» BRIEF: Pick out every line below that contains the string "gray", and copy each one. Matching is case-sensitive.

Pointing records

________________________________________

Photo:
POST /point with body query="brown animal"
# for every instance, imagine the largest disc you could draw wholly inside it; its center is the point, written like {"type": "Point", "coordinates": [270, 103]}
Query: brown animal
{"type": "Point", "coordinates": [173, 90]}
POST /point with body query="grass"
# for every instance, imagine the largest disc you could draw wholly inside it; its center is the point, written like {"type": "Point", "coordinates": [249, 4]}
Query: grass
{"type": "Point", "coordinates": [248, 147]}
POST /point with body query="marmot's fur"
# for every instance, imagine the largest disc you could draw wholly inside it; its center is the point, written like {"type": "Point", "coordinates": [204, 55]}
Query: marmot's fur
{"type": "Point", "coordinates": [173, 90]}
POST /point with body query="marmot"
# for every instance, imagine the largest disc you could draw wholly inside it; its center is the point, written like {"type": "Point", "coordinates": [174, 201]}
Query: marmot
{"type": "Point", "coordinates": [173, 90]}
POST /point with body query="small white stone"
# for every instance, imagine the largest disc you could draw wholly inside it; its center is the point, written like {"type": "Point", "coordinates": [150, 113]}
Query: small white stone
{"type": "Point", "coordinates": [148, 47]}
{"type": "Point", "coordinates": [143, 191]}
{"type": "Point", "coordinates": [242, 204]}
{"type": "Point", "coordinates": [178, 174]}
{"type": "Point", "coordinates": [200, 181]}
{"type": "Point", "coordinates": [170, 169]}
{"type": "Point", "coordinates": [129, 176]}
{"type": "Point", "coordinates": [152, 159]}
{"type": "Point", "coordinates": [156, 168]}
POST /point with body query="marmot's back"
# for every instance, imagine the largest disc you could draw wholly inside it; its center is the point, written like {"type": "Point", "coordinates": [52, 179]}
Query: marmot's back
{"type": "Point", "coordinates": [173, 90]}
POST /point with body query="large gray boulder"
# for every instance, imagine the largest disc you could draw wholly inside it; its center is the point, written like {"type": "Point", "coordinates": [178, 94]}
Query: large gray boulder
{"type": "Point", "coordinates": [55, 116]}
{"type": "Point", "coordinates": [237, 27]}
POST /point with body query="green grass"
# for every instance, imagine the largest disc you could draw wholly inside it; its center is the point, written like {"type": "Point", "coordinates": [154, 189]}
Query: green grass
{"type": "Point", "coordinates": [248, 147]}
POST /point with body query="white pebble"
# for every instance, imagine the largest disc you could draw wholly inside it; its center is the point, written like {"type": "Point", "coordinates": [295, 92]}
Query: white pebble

________________________________________

» SOLUTION TO THIS PROBLEM:
POST /point with body query="large gray boulder"
Query: large gray boulder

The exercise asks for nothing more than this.